Directions: The task calls for each line of the records below in which the word "positive" appears.

Collected data:
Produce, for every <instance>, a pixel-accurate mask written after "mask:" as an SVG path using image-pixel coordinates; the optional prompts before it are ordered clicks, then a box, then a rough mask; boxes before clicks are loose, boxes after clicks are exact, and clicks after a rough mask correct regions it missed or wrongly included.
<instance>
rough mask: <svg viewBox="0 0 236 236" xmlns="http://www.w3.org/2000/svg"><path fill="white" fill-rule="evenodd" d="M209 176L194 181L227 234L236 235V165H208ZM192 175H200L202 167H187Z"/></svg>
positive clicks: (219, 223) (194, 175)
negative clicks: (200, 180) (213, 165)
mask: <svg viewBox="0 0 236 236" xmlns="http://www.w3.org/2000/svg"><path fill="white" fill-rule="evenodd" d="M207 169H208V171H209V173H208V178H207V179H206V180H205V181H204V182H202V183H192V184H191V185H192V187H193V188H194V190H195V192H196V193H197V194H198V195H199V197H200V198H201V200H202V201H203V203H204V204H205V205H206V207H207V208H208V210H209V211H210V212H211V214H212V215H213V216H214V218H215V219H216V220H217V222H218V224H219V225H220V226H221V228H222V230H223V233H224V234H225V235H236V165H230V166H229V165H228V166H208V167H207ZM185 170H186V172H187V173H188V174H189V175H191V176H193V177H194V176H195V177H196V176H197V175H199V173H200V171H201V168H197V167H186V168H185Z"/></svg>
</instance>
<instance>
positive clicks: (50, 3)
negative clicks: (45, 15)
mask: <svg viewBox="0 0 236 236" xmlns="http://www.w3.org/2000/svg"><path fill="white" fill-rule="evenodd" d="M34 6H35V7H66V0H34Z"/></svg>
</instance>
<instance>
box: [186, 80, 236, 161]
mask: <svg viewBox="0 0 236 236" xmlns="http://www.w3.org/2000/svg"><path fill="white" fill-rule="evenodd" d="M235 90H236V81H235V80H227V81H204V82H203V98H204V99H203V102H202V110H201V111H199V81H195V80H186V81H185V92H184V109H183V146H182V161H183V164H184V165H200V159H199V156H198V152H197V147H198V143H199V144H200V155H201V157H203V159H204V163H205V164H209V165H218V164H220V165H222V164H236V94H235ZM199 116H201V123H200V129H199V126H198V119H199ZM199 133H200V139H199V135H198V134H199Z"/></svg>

Exercise solution:
positive clicks: (219, 223) (194, 175)
positive clicks: (50, 3)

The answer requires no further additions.